__TASKS FOR THIS EXERCISE__:
1. Transcribe the Battalion post between "The following year, we" and "for his guys.", inclusive.
2. Pick up the Battalion post where it stops and keep writing.

==== SELECTED TEXT

Slogan

"Christian Service Brigade is the men of the local church reaching out to the boys in their neighbourhood for Christ."

Tuesday 5 November 2019

A Battalion’s Secret Sauce - EB by Rob Niewoehner



My first Battalion trip, I watched the leaders drop two teams on the Tuscarora Trail, in a light rain, well after sunset, their destination seven miles south. When the teams entered camp, after midnight, a 16-year-old squad-leader was carrying my 12-year-old son’s pack on his chest. My son was exhausted but cheerful, under his squad-leader’s care.
His squad leader retrieved the boots, and removed his own socks for his young charge to wear.
The following year, we launched four teams of Brigadiers into George Washington National Forest on Friday night charged with navigating independently to a Saturday evening rendezvous. That Sunday for breakfast, another 16-year-old squad-leader pulled a 20-lb. watermelon from his pack that he had carried since Friday night, through 15 miles of mountainous bushwhacking. All dads’ jaws dropped. This was his expression of care for his guys.
    Some years later, in that same forest, a 12-year-old was at the brink of tears when his boots came off while slogging through a thick patch of muddy trail, trashing his only dry socks. His squad leader retrieved the boots, and removed his own socks for his young charge to wear. That youngster’s mom still tells other moms that vignette, 8 years later.
On one March trip, a freak storm caught many unprepared. We woke on Sunday surprised to find snow on our tents and a howling wind across the ridge. A 15-year-old squad leader hiked out in shorts and a t-shirt because he’d given his only warm layers to a novice hiker under his care.
    In the fifteen years since, I’ve seen this played out innumerable times, older teens - Nomcoms - carrying some little-boy’s pack out of the woods on Sunday. In fact, each of my four sons had some older boy carry their pack or gear at some point on one of their early trips, when the mountains or weather had beat them. They then longed for the day when they’d be privileged to carry some younger boy’s gear, having been imprinted with this image of what it means to be a Christian teen. The behaviors above were expressions of what this group of teen leaders had learned from their teen leaders 5-6 years earlier. And the behaviors modeled by the Noncoms become the routine behaviors of those they lead.

========
==== EXTRACTED INFORMATION

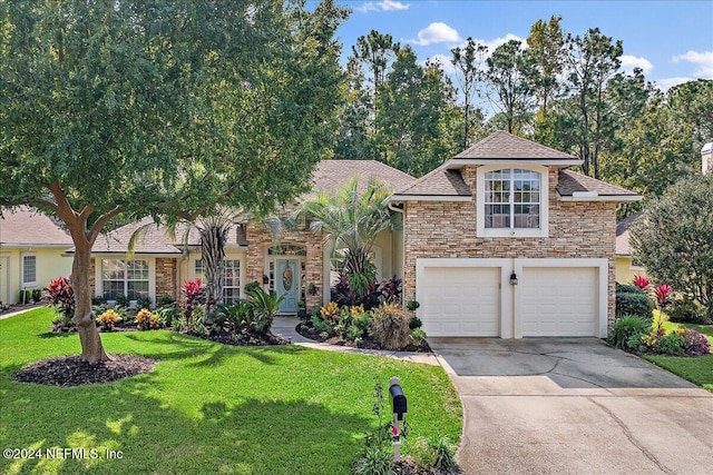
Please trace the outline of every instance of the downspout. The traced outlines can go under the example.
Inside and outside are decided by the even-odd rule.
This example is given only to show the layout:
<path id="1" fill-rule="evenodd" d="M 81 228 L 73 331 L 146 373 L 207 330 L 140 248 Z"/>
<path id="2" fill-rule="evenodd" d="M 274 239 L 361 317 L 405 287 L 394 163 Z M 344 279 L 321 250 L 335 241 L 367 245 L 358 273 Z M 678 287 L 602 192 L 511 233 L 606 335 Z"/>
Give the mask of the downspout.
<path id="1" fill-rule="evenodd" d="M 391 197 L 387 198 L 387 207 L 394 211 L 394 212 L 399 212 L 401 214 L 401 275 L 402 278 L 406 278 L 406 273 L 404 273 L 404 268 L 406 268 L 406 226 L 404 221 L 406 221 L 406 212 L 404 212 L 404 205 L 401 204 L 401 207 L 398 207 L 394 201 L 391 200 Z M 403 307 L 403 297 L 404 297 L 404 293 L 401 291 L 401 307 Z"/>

========
==== EXTRACTED INFORMATION

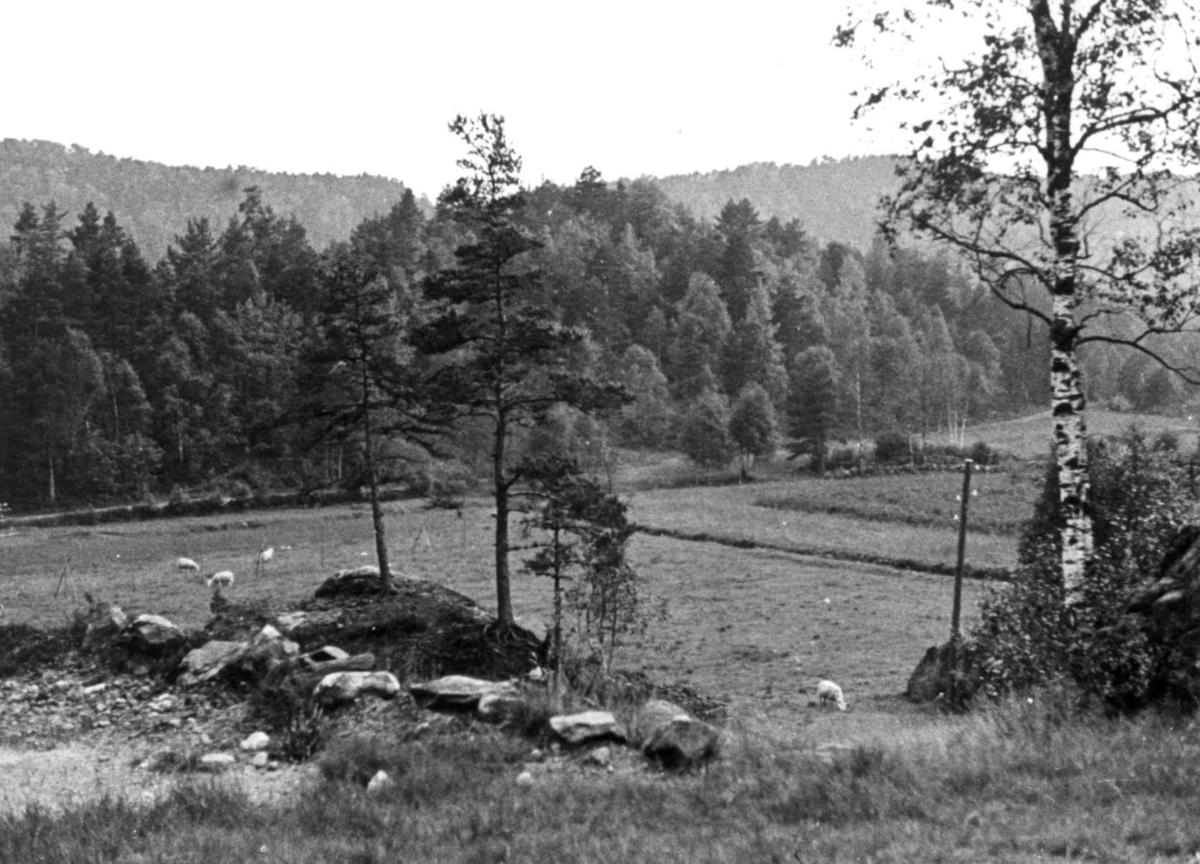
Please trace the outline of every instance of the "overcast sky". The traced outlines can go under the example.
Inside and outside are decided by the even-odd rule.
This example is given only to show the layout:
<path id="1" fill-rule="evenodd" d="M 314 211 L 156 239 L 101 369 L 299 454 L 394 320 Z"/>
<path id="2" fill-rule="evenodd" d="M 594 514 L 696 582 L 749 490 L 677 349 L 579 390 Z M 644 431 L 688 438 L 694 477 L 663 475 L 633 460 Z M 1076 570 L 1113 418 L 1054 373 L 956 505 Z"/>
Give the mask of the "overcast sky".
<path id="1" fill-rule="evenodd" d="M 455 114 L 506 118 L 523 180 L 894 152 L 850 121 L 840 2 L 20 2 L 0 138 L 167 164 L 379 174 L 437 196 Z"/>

========
==== EXTRACTED INFORMATION

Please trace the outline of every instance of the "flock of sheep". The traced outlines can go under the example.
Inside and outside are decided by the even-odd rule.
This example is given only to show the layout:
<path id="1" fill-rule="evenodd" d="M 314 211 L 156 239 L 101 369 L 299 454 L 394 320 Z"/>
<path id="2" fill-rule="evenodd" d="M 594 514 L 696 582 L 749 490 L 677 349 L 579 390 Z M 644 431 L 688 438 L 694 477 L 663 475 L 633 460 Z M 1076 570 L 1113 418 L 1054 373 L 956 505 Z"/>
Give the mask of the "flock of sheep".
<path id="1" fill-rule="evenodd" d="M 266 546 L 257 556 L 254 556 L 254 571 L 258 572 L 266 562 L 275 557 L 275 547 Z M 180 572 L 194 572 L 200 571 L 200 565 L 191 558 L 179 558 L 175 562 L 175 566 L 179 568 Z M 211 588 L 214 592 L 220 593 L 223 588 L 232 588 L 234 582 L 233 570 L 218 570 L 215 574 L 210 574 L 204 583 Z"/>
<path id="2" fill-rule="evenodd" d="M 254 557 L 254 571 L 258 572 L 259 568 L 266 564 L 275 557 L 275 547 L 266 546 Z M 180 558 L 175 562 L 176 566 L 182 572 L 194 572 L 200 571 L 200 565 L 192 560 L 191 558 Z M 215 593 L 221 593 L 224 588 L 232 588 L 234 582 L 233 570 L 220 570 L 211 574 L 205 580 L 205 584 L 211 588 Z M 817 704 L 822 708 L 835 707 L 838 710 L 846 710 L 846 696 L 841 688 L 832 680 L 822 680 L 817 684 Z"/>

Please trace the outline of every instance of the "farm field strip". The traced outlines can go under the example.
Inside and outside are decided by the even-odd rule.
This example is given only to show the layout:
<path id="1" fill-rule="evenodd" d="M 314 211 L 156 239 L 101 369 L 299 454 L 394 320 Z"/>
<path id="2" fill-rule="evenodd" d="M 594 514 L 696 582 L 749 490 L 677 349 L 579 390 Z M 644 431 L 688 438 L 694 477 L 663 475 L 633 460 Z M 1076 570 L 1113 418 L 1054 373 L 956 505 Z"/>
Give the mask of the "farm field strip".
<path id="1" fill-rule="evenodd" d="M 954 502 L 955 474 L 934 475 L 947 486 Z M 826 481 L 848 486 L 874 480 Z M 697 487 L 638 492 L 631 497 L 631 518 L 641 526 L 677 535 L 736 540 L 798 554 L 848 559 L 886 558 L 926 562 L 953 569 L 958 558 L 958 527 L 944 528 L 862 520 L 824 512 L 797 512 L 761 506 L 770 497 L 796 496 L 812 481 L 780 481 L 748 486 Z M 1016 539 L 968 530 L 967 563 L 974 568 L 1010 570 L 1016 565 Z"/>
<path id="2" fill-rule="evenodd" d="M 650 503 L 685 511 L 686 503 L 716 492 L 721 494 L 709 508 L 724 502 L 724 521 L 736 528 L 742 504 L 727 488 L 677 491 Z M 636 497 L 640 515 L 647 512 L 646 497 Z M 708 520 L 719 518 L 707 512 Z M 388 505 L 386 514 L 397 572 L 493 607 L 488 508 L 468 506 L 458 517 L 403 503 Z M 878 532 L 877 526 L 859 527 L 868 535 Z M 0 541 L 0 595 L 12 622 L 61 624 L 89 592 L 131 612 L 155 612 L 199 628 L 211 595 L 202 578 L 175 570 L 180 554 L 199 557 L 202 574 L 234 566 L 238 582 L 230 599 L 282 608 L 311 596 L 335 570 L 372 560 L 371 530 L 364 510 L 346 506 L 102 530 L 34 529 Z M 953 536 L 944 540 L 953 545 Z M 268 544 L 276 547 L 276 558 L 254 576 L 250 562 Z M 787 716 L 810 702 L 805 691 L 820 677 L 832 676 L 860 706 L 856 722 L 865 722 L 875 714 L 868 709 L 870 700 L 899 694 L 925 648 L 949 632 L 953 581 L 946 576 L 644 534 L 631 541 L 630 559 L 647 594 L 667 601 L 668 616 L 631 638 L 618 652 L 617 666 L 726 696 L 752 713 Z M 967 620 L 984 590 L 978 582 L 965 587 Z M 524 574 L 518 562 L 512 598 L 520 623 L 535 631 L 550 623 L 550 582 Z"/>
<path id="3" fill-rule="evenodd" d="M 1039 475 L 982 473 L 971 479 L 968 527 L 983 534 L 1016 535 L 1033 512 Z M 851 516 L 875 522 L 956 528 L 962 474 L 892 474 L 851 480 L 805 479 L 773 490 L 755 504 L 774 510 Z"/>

========

__THE ANSWERS__:
1.
The following year, we launched four teams of Brigadiers into George Washington National Forest on Friday night charged with navigating independently to a Saturday evening rendezvous. That Sunday for breakfast, another 16-year-old squad-leader pulled a 20-lb. watermelon from his pack that he had carried since Friday night, through 15 miles of mountainous bushwhacking. All dads’ jaws dropped. This was his expression of care for his guys.

2.
Culture eats programs for breakfast. 
“Culture eats strategy for breakfast,” claimed Peter Drucker, the 20th Century’s most prominent leadership theorist.* The ministry analog would be “culture eats programs for breakfast.” Drucker insisted that culture overwhelmed all else in an organization’s success, and I’ve seen nothing in 40 years as a naval officer, coach, leadership educator, or church elder to refute his claim.
    Culture instantiates belief. An organization’s culture is defined by its instantiated assumptions and beliefs. And a key source of organizational stress resides in the distance between espoused values and values-in-fact, those values instantiated by behavior.
Surely, your ministry’s espoused values are evident: “Greater love has no one than this, than one lay down his life for his friends.” “All men will know you are my disciples if you love one another.” “This is how we know what love is: Jesus Christ laid down his life for us.” But are they your ministry’s values-in-fact? Closing any gap between the two is our primary challenge as leaders.
    I’ve found that while teen boys easily visualize what their mother’s love for them means, they have a much more difficult time conceptualizing what it means for them to love one another as Brigadiers at a meeting or on the trail. While the most powerful learning will come from the demonstrated love they experienced as young campers from older boys, Expedition Behavior (“EB”) has proven a valuable concept in translating Scripture’s lofty exhortation to a conception of concrete behavior in the church gym or on the trail.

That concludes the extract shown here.